見出し画像

【ロシア1994年-1995年】さらばモスクワのトロリーバス «Прощай, московские троллейбусы!» Vol.4:トロリーバスで都心歴史あれこれ妄想散歩

本記事は有料記事にしてありますが、オープン記念として全文を無料で読める設定にしてあります。不肖私めの写真生活や創作活動をサポートしたいともし思ってくださったら、投げ銭などをしていただくのは大歓迎です。ご厚情にたいしてあらかじめ謝意を申し上げます。

■バスで「都心をお上りさん」散歩する

モスクワ「銀の森セレブリャヌィ・ボール」のなかの「モスクワ川岸」バス停留所の話のところにも書きましたが、私は東京都内在住だった大学生のころに、新宿西口から晴海埠頭を結ぶ路線バスにときどき乗っていました。東京都交通局(都バス)「都03」系統といい、いまは短縮されて四ツ谷駅前(停留所表記は「四谷駅前」)と晴海埠頭を結んでいます。

課題の指示:
上にあるモスクワのトロリーバスの記事を、最初から最後まで一字も変えずに抜き出してください。

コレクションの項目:
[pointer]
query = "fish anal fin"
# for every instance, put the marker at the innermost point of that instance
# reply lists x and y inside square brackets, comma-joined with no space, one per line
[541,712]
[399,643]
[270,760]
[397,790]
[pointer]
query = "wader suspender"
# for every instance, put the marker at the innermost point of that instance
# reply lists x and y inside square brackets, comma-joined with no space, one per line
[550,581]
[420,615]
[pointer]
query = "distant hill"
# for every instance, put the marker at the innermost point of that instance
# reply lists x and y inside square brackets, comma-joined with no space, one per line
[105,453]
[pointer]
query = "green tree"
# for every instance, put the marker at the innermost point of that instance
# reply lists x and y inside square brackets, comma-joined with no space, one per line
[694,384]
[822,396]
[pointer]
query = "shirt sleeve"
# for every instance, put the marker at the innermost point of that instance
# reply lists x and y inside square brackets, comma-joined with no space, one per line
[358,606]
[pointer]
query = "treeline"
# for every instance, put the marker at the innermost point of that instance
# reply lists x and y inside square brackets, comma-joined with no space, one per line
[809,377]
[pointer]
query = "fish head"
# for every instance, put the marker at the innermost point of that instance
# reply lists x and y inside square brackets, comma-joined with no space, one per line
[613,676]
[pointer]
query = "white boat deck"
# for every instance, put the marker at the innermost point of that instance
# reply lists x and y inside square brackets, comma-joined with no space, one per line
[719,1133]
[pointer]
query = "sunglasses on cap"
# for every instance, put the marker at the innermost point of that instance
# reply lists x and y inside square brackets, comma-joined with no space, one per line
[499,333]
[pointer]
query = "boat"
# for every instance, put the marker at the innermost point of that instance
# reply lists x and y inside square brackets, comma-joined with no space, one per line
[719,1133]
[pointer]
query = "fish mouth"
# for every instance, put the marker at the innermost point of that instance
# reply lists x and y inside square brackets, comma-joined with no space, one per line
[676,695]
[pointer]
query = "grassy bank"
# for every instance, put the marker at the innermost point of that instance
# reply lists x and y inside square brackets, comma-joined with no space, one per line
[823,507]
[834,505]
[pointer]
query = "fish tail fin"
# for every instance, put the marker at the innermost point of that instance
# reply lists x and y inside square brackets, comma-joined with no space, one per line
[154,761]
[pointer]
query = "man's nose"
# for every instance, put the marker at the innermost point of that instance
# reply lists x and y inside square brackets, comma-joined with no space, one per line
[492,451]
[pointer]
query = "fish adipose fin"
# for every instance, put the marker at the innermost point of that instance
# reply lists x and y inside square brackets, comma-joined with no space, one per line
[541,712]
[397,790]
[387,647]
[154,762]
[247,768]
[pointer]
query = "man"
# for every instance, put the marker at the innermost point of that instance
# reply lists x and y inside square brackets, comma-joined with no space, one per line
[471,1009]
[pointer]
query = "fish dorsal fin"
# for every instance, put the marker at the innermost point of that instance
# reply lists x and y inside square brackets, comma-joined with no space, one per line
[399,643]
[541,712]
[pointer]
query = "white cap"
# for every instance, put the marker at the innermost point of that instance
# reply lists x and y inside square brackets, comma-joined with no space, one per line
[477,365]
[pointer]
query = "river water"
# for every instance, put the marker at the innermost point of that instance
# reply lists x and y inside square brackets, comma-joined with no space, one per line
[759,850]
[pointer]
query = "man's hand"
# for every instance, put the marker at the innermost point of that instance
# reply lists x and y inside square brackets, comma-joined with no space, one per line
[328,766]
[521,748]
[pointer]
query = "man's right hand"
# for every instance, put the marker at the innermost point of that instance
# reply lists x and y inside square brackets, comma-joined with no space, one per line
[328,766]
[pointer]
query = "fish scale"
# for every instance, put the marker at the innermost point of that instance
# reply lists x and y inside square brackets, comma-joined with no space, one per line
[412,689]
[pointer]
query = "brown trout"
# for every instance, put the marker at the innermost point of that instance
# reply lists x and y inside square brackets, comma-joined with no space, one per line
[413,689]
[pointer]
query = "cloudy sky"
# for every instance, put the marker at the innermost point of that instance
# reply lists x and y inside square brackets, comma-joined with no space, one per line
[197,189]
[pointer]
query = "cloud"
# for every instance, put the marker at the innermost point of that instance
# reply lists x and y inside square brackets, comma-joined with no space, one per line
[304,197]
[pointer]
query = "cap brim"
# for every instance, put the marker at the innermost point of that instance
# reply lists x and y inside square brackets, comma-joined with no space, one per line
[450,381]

...

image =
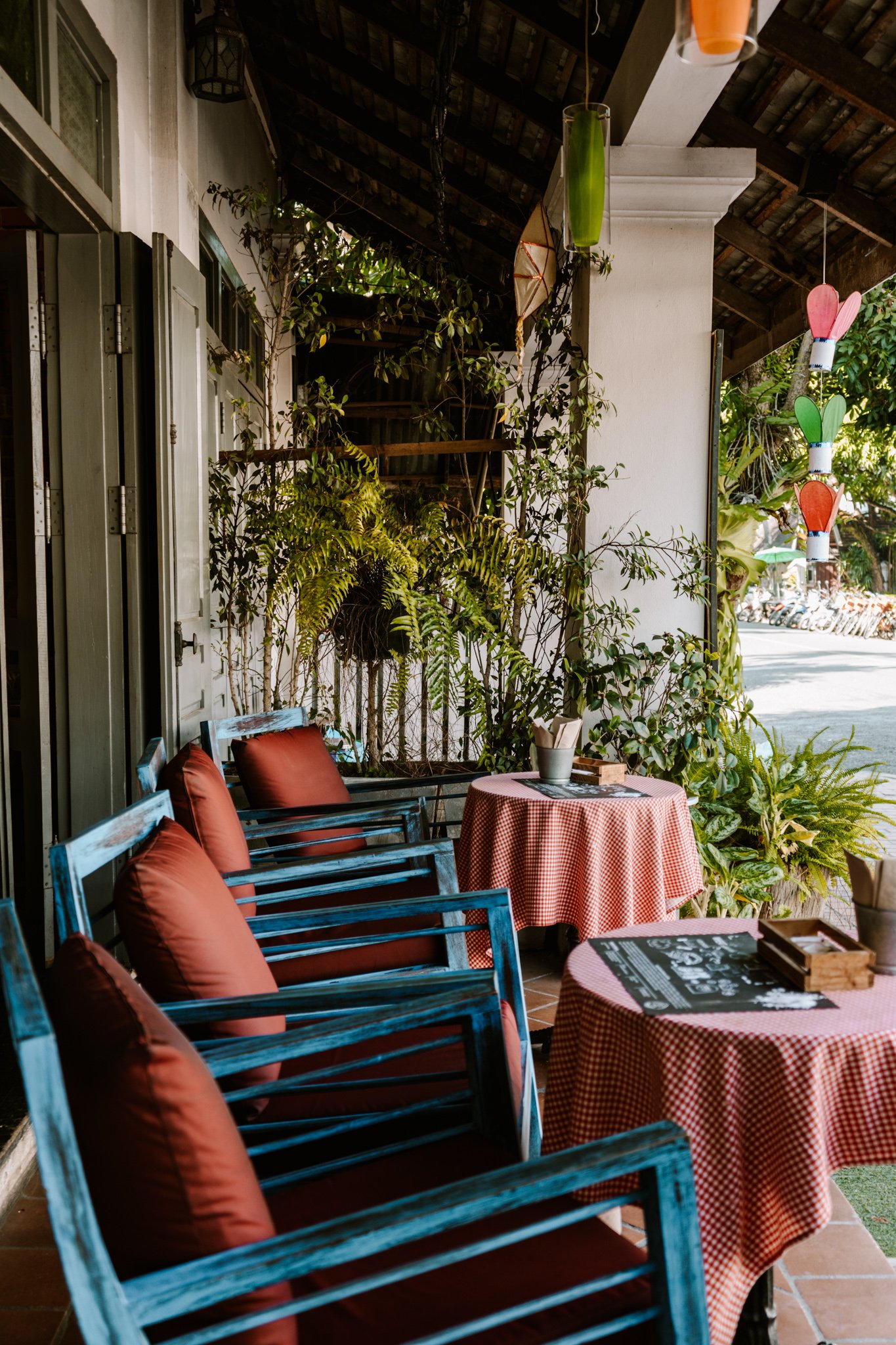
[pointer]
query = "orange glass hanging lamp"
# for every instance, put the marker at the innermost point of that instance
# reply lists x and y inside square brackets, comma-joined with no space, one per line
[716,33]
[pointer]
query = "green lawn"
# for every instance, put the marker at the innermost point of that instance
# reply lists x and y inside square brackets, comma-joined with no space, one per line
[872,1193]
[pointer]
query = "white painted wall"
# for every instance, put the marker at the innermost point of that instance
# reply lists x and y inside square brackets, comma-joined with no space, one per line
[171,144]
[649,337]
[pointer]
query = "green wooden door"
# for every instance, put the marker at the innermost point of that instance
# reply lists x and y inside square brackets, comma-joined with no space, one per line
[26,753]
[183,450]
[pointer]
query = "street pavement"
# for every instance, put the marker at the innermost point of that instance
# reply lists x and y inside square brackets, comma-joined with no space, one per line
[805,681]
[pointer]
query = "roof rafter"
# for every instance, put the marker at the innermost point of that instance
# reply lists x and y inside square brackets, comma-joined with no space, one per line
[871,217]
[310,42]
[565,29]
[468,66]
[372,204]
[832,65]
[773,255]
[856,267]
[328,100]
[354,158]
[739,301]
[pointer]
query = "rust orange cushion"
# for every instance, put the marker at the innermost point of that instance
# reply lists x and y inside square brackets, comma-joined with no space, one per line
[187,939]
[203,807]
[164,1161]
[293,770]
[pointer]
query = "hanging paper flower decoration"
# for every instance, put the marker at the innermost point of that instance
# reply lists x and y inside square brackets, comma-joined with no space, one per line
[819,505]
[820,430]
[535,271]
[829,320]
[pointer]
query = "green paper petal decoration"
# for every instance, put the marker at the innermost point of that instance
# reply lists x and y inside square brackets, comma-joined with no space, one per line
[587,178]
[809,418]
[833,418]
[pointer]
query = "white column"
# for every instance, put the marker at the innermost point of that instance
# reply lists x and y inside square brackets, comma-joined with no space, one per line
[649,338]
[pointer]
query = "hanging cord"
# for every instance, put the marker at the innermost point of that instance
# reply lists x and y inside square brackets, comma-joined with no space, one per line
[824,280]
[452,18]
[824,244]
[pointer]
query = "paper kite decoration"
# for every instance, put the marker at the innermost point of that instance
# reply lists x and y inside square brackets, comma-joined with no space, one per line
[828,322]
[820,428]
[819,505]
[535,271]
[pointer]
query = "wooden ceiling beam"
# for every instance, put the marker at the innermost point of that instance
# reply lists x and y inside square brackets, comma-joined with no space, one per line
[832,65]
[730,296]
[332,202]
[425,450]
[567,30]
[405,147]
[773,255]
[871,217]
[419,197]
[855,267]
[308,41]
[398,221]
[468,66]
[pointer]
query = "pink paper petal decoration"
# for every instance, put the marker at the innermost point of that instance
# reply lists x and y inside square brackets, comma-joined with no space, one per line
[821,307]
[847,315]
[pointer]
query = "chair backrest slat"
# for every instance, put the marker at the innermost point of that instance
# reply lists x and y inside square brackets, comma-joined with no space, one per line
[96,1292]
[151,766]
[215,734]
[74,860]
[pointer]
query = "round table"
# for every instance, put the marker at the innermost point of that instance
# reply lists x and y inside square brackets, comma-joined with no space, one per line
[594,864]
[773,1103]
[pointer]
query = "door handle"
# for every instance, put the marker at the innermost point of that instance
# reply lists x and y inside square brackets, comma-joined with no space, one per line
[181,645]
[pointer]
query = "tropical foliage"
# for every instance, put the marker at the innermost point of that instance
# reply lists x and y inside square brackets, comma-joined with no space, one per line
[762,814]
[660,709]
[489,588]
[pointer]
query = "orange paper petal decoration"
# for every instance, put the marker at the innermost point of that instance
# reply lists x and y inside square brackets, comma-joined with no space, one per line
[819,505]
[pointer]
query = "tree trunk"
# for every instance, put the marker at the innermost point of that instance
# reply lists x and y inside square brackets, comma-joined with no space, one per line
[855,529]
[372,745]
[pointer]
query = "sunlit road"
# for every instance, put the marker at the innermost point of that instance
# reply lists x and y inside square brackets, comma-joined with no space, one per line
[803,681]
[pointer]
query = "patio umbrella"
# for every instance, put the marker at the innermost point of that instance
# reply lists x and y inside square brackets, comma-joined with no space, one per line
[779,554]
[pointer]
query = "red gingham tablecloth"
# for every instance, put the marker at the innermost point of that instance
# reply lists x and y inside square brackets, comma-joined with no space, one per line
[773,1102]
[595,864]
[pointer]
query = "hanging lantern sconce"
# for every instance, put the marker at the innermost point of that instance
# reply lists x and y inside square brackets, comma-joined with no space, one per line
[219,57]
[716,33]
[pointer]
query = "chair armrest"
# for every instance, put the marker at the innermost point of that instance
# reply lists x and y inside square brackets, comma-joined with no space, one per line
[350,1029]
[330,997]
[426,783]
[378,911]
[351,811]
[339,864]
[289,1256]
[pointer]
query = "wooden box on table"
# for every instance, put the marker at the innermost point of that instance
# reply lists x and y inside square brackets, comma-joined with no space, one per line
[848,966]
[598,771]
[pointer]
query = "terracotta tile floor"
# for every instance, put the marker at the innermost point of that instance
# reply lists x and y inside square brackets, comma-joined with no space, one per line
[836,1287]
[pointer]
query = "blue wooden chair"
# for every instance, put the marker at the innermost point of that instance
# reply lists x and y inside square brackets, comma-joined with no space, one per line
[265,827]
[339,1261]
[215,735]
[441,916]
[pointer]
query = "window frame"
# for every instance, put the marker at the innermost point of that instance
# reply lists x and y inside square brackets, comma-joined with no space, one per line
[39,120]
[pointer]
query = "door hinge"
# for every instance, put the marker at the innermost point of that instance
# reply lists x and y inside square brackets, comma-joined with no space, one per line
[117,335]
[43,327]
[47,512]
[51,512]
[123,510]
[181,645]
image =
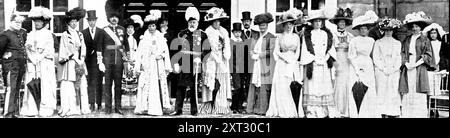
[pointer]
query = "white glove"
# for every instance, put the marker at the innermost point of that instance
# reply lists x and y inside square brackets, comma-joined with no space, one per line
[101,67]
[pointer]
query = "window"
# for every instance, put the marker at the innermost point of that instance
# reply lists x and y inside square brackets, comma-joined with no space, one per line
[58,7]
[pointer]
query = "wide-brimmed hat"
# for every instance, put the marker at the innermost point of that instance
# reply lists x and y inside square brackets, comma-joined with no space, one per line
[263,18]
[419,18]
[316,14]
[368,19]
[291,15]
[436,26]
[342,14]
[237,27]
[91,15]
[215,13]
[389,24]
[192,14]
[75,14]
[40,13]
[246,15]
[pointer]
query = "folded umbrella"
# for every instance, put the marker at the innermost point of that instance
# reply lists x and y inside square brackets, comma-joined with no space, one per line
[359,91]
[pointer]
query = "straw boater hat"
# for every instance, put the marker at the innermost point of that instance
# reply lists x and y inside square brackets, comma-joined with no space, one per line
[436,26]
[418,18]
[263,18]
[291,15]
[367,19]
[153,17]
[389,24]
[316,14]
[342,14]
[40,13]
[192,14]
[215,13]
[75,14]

課題の出力:
見出し画像

【ロシア1994年-1995年】さらばモスクワのトロリーバス «Прощай, московские троллейбусы!» Vol.4:トロリーバスで都心歴史あれこれ妄想散歩

本記事は有料記事にしてありますが、オープン記念として全文を無料で読める設定にしてあります。不肖私めの写真生活や創作活動をサポートしたいともし思ってくださったら、投げ銭などをしていただくのは大歓迎です。ご厚情にたいしてあらかじめ謝意を申し上げます。

■バスで「都心をお上りさん」散歩する

モスクワ「銀の森セレブリャヌィ・ボール」のなかの「モスクワ川岸」バス停留所の話のところにも書きましたが、私は東京都内在住だった大学生のころに、新宿西口から晴海埠頭を結ぶ路線バスにときどき乗っていました。東京都交通局(都バス)「都03」系統といい、いまは短縮されて四ツ谷駅前(停留所表記は「四谷駅前」)と晴海埠頭を結んでいます。